→ **Task directions**
From the text on conserved DNA sequences, write out the part that begins at the words "Conservation of sequences" and ends after "maturation and stability.", with "mystery" swapped for "puzzle".
Start of Document passage
Nucleotide sequences that are conserved between many different species are called multi-species conserved sequences.
For example, there are thousands of DNA segments between humans, rats, and mice that have remained unchanged since the divergence of these three species from their common mammalian ancestor.
While a small proportion of these conserved sequences encode for RNA or proteins, the majority are non-coding DNA sequences, also called conserved non-genic sequences or CNGs. For example, among the conserved sequences of human and mouse genome, only one-third of them produce a functional transcript while remaining two-thirds are CNGs.
CNGs are approximately 50 to 200 nucleotides in length and can be found in intergenic regions in the genome, introns within a gene, or untranslated regions of the RNA transcript.
Some of these sequences are extremely conserved across lineages and are therefore called ultra-conserved sequences. There are more than 5000 ultraconserved sequences between human, rat, and mice genomes, each around 100 bases in length.
Conservation of sequences over millions of years across lineages indicates that multi-species conserved sequences must be critical for survival. However, since most conserved sequences do not code for a protein, their function still remains a mystery.
Such conserved sequences are speculated to have the following few functions. First, these sequences may act as enhancers or silencers that bind to the transcription machinery and control the level of gene expression.
Second, the conserved sequences may get transcribed into long non-coding RNAs that regulate pre-mRNA maturation and stability.
Third, these sequences might allow functional interaction between chromosomes and help define chromosome territories with distinct gene expression patterns within the nucleus.
Rare mutations in multi-species conserved sequences usually represent a critical step in the evolution of new species.
For example, the primate genomes encompass highly conserved specific sequences near the neural development genes. Around 6 million years ago, these conserved sequences underwent nucleotide changes at exceptional rates leading to the evolution of the human lineage.
These regions called Human Accelerated Regions or HARs are involved in critical stages of brain development and improved cognitive functions.
Next-generation sequencing technologies have created large genomic databases of a variety of animals and plants. Ever since the human genome project was completed, scientists studied the genome of primates, mammals, and other phylogenetically distant living beings. Such large-scale studies have provided new insights into the evolutionary relationship between organisms.
End of Document passage
Start of Record extracts
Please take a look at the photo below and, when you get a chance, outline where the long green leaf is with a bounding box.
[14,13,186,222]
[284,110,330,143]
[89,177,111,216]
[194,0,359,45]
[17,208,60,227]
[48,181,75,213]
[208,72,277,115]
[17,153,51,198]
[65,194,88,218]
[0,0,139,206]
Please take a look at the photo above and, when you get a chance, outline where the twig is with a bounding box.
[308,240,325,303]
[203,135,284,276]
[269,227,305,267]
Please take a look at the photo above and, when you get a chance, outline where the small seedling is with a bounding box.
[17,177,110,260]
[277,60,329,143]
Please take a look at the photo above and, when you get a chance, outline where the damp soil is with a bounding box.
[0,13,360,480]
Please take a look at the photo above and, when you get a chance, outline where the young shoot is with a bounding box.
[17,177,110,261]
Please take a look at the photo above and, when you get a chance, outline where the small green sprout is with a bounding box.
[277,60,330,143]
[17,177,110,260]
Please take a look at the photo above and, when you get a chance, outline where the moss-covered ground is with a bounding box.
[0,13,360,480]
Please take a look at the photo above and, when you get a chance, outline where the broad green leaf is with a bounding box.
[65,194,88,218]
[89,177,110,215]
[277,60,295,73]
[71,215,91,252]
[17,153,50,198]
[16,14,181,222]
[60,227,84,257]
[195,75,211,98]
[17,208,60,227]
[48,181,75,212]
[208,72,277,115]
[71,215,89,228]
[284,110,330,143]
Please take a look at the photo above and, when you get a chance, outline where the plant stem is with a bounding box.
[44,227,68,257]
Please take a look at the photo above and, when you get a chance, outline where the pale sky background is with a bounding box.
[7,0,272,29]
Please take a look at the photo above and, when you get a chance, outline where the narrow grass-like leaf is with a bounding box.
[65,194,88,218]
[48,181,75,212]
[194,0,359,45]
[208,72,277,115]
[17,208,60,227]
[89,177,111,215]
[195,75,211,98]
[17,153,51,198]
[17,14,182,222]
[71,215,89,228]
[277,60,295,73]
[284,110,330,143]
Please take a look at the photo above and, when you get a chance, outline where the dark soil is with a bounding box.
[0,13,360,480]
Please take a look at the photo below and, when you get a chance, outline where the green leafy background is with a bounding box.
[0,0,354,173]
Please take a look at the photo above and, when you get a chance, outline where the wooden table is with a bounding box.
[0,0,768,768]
End of Record extracts
→ **Task output**
Conservation of sequences over millions of years across lineages indicates that multi-species conserved sequences must be critical for survival. However, since most conserved sequences do not code for a protein, their function still remains a puzzle.
Such conserved sequences are speculated to have the following few functions. First, these sequences may act as enhancers or silencers that bind to the transcription machinery and control the level of gene expression.
Second, the conserved sequences may get transcribed into long non-coding RNAs that regulate pre-mRNA maturation and stability.